Task input:
━━━

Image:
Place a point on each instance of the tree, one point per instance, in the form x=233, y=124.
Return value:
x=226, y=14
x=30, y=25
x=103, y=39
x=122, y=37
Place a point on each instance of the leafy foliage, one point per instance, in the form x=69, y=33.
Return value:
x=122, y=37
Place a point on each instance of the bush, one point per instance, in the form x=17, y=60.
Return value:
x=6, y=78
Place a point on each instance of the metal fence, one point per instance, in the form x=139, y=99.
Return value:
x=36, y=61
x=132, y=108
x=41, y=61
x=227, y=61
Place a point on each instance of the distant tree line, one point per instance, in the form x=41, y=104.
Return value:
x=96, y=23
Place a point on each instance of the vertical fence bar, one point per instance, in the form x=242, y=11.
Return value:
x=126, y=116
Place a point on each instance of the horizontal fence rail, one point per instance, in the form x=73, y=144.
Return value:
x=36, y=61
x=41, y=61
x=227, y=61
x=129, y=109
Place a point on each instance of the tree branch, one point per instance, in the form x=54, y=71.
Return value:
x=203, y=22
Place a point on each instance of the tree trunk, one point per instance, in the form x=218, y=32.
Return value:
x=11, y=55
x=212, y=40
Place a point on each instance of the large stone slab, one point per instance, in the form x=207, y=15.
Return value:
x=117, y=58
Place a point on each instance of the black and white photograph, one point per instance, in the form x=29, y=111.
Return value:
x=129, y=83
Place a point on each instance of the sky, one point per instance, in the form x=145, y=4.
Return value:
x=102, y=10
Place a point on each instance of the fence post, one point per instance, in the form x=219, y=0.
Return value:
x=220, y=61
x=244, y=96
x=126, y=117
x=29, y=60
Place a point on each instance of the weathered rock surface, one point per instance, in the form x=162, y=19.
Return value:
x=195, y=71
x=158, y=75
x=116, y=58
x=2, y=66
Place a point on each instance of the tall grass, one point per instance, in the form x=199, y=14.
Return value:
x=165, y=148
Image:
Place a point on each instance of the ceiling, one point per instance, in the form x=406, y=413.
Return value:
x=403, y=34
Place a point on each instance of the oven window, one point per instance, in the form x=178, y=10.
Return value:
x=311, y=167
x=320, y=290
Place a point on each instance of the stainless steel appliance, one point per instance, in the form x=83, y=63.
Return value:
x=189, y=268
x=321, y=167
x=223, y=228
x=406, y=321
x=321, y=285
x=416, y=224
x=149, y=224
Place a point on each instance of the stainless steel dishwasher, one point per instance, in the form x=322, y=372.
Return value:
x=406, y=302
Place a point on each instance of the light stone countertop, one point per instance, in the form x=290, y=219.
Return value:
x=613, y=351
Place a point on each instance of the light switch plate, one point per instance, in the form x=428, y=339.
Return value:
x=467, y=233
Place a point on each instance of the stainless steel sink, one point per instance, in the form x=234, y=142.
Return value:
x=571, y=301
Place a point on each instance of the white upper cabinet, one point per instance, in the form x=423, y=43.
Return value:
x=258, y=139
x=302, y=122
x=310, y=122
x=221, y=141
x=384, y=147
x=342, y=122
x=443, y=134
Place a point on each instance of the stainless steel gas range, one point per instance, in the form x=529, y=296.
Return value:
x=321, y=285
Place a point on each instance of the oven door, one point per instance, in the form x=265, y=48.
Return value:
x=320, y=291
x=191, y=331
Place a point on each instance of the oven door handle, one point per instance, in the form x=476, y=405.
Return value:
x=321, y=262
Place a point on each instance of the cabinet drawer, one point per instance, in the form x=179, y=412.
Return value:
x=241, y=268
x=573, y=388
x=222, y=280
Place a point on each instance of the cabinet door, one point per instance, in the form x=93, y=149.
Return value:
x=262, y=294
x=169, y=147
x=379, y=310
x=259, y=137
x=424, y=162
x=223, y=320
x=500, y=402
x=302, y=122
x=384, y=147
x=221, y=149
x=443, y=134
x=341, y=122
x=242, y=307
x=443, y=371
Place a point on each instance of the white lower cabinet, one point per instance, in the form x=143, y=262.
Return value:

━━━

Task brief:
Copy all the rows above, changing every "instance" to "occurrence" and leaving the rest untouched.

Correct result:
Image:
Place a point on each occurrence of the tree, one point per occurrence, in the form x=233, y=124.
Return value:
x=226, y=14
x=30, y=25
x=103, y=39
x=122, y=37
Place a point on each occurrence of the leafy foliage, one point per occurrence, in the form x=69, y=33.
Return value:
x=122, y=37
Place a point on each occurrence of the bush, one point per occurrence, in the form x=17, y=60.
Return value:
x=6, y=78
Place a point on each occurrence of the metal fence, one point per occurrence, in the form x=139, y=99.
Return value:
x=36, y=61
x=132, y=108
x=41, y=61
x=227, y=61
Place a point on each occurrence of the distant tree line, one point per occurrence, in the form x=41, y=104.
Return value:
x=96, y=23
Place a point on each occurrence of the vertical fence bar, one point per occurrence, in the form x=242, y=11.
Return value:
x=126, y=116
Place a point on each occurrence of the horizontal fence rail, one point per occurrence, in the form x=73, y=144.
Return value:
x=36, y=61
x=41, y=61
x=227, y=61
x=129, y=109
Place a point on each occurrence of the tree branch, one point per occurrence, in the form x=54, y=71.
Return value:
x=203, y=22
Place a point on each occurrence of the tree trunk, one point per occurrence, in the form x=218, y=32.
Return value:
x=11, y=55
x=212, y=40
Place a point on each occurrence of the large stone slab, one point per occurrence, in the form x=207, y=15.
Return value:
x=117, y=58
Place a point on each occurrence of the black and white photograph, one point per occurrence, in the form x=29, y=111.
Return value:
x=129, y=83
Place a point on each occurrence of the sky, one point per occurrence, in the form x=145, y=4.
Return value:
x=102, y=10
Place a point on each occurrence of the fence post, one point per occurrence, in the form x=219, y=0.
Return value:
x=220, y=61
x=244, y=96
x=126, y=117
x=29, y=60
Place a point on each occurrence of the weathered rock surface, one point per occurrence, in the form x=162, y=19.
Return value:
x=195, y=71
x=158, y=75
x=116, y=58
x=2, y=66
Place a point on each occurrence of the tall grass, one point per occurrence, in the form x=199, y=14.
Return value:
x=165, y=148
Image:
Place a point on each occurrence of the ceiling, one point per occurrence, in the form x=406, y=413.
Return value:
x=403, y=34
Place a point on each occurrence of the oven window, one point per occurrence, in the form x=178, y=10.
Return value:
x=311, y=167
x=320, y=290
Place a point on each occurrence of the stainless steel appliance, one point per occurrence, in the form x=83, y=63.
Return value:
x=189, y=268
x=321, y=167
x=223, y=228
x=406, y=321
x=321, y=285
x=416, y=224
x=149, y=224
Place a point on each occurrence of the stainless steel dishwasher, one point per occurrence, in the form x=322, y=372.
Return value:
x=406, y=302
Place a point on each occurrence of the light stone countertop, one point per occurrence, in the form x=290, y=219.
Return value:
x=613, y=351
Place a point on each occurrence of the light switch plate, one point per occurrence, in the form x=428, y=339.
Return value:
x=467, y=233
Place a point on each occurrence of the stainless steel sink, one point per occurrence, in the form x=234, y=142.
Return value:
x=571, y=301
Place a point on each occurrence of the white upper cabinet, one point per occurrence, in the form x=423, y=43.
Return value:
x=258, y=139
x=302, y=122
x=310, y=122
x=221, y=141
x=384, y=147
x=342, y=122
x=443, y=134
Place a point on each occurrence of the stainless steel gas range, one point per occurrence, in the form x=529, y=296.
Return value:
x=321, y=285
Place a point on each occurrence of the oven door, one point per occurrence, in the form x=265, y=48.
Return value:
x=320, y=291
x=191, y=331
Place a point on each occurrence of the oven door handle, one point per occurrence, in the form x=476, y=405.
Return value:
x=321, y=262
Place a point on each occurrence of the cabinet drawer, one point per occurrence, in the form x=179, y=412.
Return value:
x=241, y=268
x=573, y=388
x=222, y=280
Place a point on each occurrence of the cabinet door, one point per occurrence, in the form x=93, y=149.
Return value:
x=262, y=294
x=169, y=147
x=379, y=310
x=259, y=137
x=424, y=162
x=223, y=320
x=500, y=402
x=302, y=122
x=384, y=147
x=221, y=149
x=443, y=134
x=341, y=122
x=242, y=307
x=443, y=371
Place a point on each occurrence of the white lower cabinet, one point per occurrence, in the form x=143, y=262.
Return value:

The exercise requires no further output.